─── L'ARTICLE

Eric Ciotti a limogé le numéro 2 du parti ©Jean-christopheMagnenet/AFP
Le mercredi 18 Janvier 2023, le nouveau patron des LR avait présenté son organigramme du parti nommant comme vice président délégué du parti, le député Aurélien Pradié sous les critiques sévères du finaliste Bruno Rétailleau. Ce dernier dénonçait que “l’organigramme d’Eric Ciotti ne tenait pas compte des équilibres issus du scrutin.” Et que les accords entre les deux n’étaient pas respectés. Il ajoutait que “la confiance est le préalable indispensable au rassemblement.” La réponse du nouveau patron des Républicains ne s’était pas faite attendre. « J’ai voulu que cette équipe dirigeante soit (…) le reflet de l’unité retrouvée », avait-il expliqué au Figaro.
Mais retournement ubuesque samedi dernier, le député de la 1ère circonscription des Alpes-Maritimes a demis de ses fonctions son numéro 2 seulement un mois après sa nomination. La raison : ses prises de position récentes concernant les retraites et son combat pour les carrières longues. Eric Ciotti explique dans son communiqué que “les prises de positions répétées (d’Aurélien Pradié) n’étaient plus conformes avec les valeurs de cohérence, d’unité et de rassemblement qui doivent guider la droite républicaine” . Il dénonce par ailleurs “une aventure personnelle.”

──────
─── DONNÉES FOURNIES

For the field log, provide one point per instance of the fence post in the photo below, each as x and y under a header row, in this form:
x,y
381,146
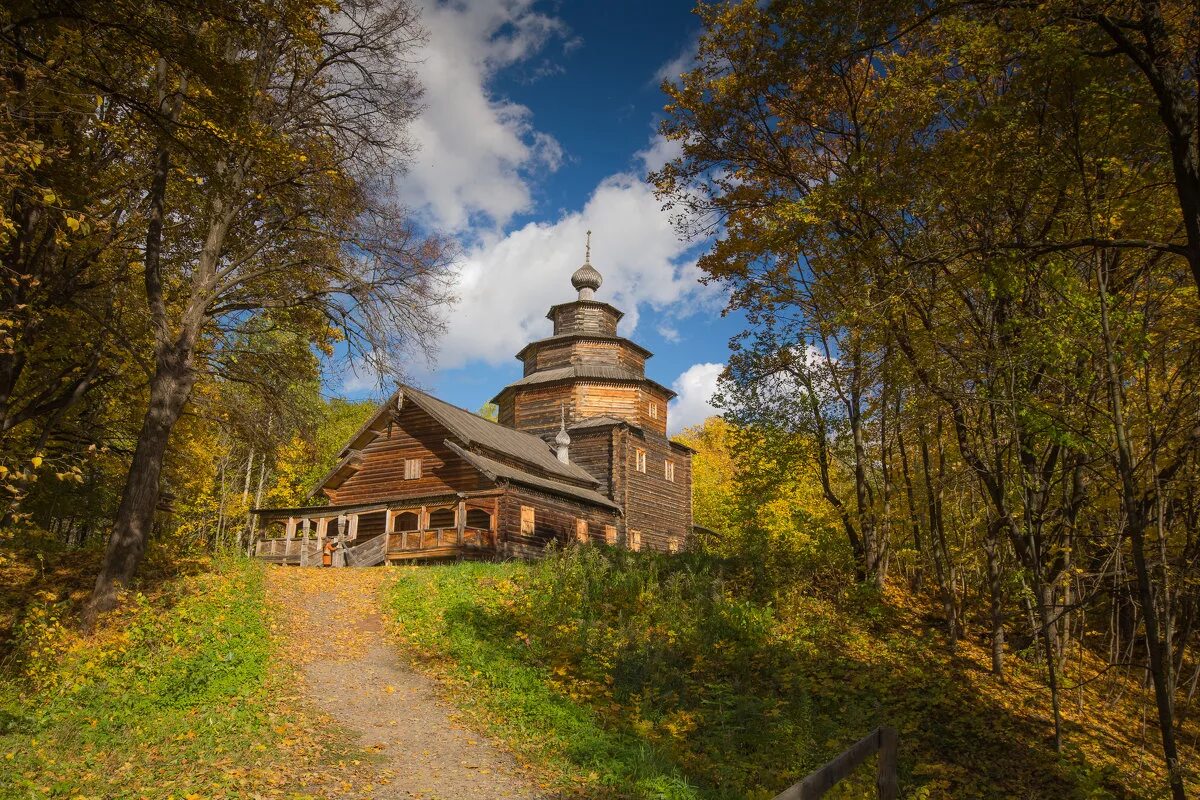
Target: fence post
x,y
886,777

──────

→ CONSIGNE
Réécrivez le passage de l'article qui va de « Eric Ciotti a » à « expliqué au Figaro. », en remplaçant « patron » par « président ». Les entrées ne servent à rien ici.

→ RÉPONSE
Eric Ciotti a limogé le numéro 2 du parti ©Jean-christopheMagnenet/AFP
Le mercredi 18 Janvier 2023, le nouveau président des LR avait présenté son organigramme du parti nommant comme vice président délégué du parti, le député Aurélien Pradié sous les critiques sévères du finaliste Bruno Rétailleau. Ce dernier dénonçait que “l’organigramme d’Eric Ciotti ne tenait pas compte des équilibres issus du scrutin.” Et que les accords entre les deux n’étaient pas respectés. Il ajoutait que “la confiance est le préalable indispensable au rassemblement.” La réponse du nouveau président des Républicains ne s’était pas faite attendre. « J’ai voulu que cette équipe dirigeante soit (…) le reflet de l’unité retrouvée », avait-il expliqué au Figaro.